▶ Passage:
--- start ---

Re: io_uring: risky use of task work, especially wrt fdget()

[Date Prev][Date Next][Thread Prev][Thread Next][Date Index][Thread Index]

 



On 11/28/23 9:19 AM, Jens Axboe wrote:
> On 11/28/23 8:58 AM, Jens Axboe wrote:
>> On 11/27/23 2:53 PM, Jann Horn wrote:
>>> Hi!
>>>
>>> I noticed something that I think does not currently cause any
>>> significant security issues, but could be problematic in the future:
>>>
>>> io_uring sometimes processes task work in the middle of syscalls,
>>> including between fdget() and fdput(). My understanding of task work
>>> is that it is expected to run in a context similar to directly at
>>> syscall entry/exit: task context, no locks held, sleeping is okay, and
>>> it doesn't execute in the middle of some syscall that expects private
>>> state of the task_struct to stay the same.
>>>
>>> An example of another user of task work is the keyring subsystem,
>>> which does task_work_add() in keyctl_session_to_parent() to change the
>>> cred pointers of another task.
>>>
>>> Several places in io_uring process task work while holding an fdget()
>>> reference to some file descriptor. For example, the io_uring_enter
>>> syscall handler calls io_iopoll_check() while the io_ring_ctx is only
>>> referenced via fdget(). This means that if there were another kernel
>>> subsystem that uses task work to close file descriptors, io_uring
>>> would become unsafe. And io_uring does _almost_ that itself, I think:
>>> io_queue_worker_create() can be run on a workqueue, and uses task work
>>> to launch a worker thread from the context of a userspace thread; and
>>> this worker thread can then accept commands to close file descriptors.

--- end ---

▶ Raw records:
--- start ---

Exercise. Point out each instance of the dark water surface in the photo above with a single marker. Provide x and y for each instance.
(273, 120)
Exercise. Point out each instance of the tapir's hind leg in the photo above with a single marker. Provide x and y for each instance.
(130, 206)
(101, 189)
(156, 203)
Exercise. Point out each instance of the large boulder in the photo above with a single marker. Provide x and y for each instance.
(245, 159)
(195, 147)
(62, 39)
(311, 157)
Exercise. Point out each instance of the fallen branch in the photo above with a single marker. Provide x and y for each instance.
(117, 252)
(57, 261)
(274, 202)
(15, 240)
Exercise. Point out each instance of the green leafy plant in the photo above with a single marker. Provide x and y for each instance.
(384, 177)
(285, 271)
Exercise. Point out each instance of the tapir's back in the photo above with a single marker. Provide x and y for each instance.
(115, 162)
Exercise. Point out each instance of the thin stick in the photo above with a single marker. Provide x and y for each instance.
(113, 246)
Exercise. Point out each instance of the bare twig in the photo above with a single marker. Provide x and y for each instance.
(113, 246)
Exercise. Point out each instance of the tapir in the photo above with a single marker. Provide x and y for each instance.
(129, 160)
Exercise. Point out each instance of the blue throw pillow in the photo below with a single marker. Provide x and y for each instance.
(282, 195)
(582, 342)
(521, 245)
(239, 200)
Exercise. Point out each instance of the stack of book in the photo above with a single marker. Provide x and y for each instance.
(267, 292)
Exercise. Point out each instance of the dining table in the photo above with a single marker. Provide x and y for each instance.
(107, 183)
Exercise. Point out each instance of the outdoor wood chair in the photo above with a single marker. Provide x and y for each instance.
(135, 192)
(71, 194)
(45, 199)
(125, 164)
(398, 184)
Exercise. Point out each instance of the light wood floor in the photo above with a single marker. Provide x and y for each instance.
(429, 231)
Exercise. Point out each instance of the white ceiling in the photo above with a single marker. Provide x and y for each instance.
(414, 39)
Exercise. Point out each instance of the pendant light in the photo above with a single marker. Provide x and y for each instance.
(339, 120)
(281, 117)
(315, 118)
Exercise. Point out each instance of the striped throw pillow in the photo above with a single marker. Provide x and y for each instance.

--- end ---

▶ What to produce: Sum up the io_uring message in two sentences.

▶ Response: The message warns that io_uring sometimes processes task work in the middle of syscalls, including between fdget() and fdput(), although task work is expected to run in a context similar to syscall entry or exit. This does not appear to cause significant security issues now, but io_uring would become unsafe if another kernel subsystem used task work to close file descriptors, and io_uring almost does that itself through io_queue_worker_create().